__What the task requires__
Transcribe the data below verbatim from the line with "column 121, row 172" to the line with "column 39, row 61". Include both of those lines.

Referring expression data:
####################
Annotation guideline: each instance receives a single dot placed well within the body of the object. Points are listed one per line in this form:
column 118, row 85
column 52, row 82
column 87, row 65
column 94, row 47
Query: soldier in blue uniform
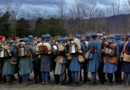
column 93, row 65
column 46, row 62
column 126, row 65
column 101, row 74
column 30, row 37
column 60, row 68
column 9, row 68
column 88, row 39
column 26, row 65
column 120, row 44
column 111, row 68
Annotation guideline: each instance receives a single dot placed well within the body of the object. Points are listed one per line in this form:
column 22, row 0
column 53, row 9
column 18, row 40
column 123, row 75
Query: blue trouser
column 45, row 76
column 127, row 78
column 61, row 78
column 93, row 77
column 8, row 77
column 75, row 76
column 110, row 77
column 25, row 78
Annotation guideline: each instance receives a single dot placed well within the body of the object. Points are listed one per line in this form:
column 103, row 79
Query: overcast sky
column 31, row 6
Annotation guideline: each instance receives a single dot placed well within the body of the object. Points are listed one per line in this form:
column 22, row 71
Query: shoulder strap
column 92, row 45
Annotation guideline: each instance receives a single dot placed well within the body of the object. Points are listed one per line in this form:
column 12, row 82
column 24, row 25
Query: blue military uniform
column 120, row 44
column 110, row 68
column 26, row 65
column 75, row 66
column 126, row 65
column 94, row 64
column 46, row 62
column 8, row 68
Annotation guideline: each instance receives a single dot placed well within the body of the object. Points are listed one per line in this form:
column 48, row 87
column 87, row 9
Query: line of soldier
column 101, row 53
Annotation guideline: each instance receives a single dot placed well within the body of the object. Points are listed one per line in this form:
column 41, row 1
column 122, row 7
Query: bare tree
column 127, row 6
column 61, row 9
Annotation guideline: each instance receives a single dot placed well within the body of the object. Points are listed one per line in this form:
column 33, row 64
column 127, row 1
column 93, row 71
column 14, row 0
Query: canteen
column 72, row 49
column 22, row 52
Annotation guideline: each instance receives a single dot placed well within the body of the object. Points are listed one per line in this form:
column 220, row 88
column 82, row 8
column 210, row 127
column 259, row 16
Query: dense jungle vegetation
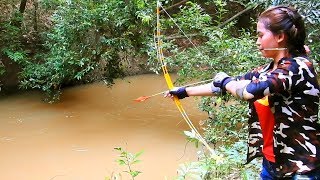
column 50, row 44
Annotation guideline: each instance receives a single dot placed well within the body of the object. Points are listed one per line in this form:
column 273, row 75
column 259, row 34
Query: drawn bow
column 170, row 85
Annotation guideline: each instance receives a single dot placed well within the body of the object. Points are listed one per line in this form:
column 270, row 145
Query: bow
column 170, row 85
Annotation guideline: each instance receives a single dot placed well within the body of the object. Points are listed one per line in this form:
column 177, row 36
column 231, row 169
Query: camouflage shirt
column 293, row 92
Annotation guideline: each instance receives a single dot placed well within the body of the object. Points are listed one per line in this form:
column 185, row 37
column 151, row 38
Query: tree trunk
column 35, row 15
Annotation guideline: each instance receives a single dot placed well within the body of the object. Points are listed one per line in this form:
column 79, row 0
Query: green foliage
column 226, row 163
column 11, row 46
column 128, row 159
column 87, row 37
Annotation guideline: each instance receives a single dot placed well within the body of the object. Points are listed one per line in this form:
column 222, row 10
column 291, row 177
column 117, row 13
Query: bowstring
column 169, row 81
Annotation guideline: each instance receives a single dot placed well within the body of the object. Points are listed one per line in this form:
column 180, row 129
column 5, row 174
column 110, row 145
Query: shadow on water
column 74, row 139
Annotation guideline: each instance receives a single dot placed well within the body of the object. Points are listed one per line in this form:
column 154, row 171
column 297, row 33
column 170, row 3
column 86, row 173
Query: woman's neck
column 280, row 55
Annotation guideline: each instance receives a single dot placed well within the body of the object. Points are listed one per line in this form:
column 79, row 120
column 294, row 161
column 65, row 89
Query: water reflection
column 74, row 139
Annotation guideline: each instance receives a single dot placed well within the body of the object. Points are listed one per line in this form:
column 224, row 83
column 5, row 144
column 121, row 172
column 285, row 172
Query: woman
column 286, row 133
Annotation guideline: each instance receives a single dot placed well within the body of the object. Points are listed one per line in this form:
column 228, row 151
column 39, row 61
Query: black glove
column 180, row 92
column 221, row 79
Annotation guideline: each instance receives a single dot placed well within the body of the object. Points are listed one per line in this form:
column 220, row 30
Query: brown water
column 75, row 138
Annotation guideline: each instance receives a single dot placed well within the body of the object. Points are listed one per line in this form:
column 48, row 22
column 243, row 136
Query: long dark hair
column 285, row 19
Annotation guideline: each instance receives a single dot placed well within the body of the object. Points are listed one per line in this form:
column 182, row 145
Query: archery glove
column 180, row 92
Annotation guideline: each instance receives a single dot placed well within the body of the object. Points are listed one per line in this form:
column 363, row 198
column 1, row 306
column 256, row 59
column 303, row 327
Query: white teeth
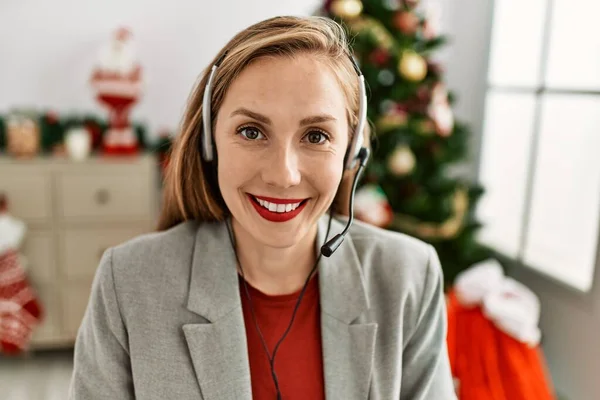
####################
__Your response__
column 121, row 172
column 285, row 172
Query: woman
column 286, row 133
Annotation guideline: each instance receives a single dot placed well within the body of the object. Points are listed one per line in this form:
column 228, row 151
column 39, row 61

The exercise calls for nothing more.